Work item:
If a record holds a picture, leave the picture out; return everything else exactly.

===== Dataset entries

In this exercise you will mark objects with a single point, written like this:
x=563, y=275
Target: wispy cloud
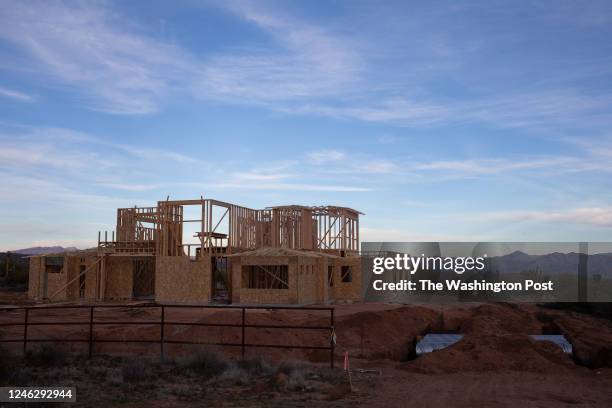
x=310, y=61
x=16, y=95
x=87, y=45
x=326, y=156
x=290, y=187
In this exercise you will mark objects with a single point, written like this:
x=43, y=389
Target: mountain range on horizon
x=43, y=250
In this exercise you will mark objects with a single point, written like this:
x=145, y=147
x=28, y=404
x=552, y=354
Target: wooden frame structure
x=149, y=256
x=159, y=230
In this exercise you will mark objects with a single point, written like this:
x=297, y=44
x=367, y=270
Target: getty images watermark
x=491, y=271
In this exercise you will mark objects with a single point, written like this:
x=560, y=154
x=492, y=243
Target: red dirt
x=495, y=364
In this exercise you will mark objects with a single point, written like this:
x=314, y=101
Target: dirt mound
x=493, y=353
x=501, y=318
x=591, y=338
x=384, y=334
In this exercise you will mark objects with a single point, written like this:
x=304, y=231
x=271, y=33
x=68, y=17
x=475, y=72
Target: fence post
x=161, y=340
x=90, y=331
x=332, y=342
x=243, y=323
x=25, y=331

==========

Response box:
In this exercise you will mark objects with a single point, written like this:
x=563, y=275
Target: wispy cloud
x=310, y=61
x=16, y=95
x=87, y=45
x=326, y=156
x=290, y=187
In this exercise you will mark objects with a single point, written like this:
x=43, y=389
Target: mountain range on horizon
x=43, y=250
In this exercise you will mark objects with a single point, written like this:
x=145, y=147
x=28, y=404
x=552, y=354
Target: wooden frame structure
x=149, y=256
x=159, y=230
In this exercise you will mark objects with a single point, written like this:
x=297, y=44
x=367, y=270
Target: getty images watermark
x=491, y=271
In this exercise you will mark objects with a single point, written like this:
x=560, y=154
x=492, y=243
Target: red dirt
x=495, y=364
In this exercise you will mark objects with a single point, written like this:
x=314, y=101
Target: dirt mound
x=493, y=353
x=501, y=318
x=591, y=338
x=384, y=334
In this exercise you will mark objects with a single point, written like this:
x=304, y=231
x=271, y=33
x=68, y=17
x=475, y=72
Target: fence post
x=161, y=340
x=90, y=331
x=332, y=342
x=243, y=323
x=25, y=331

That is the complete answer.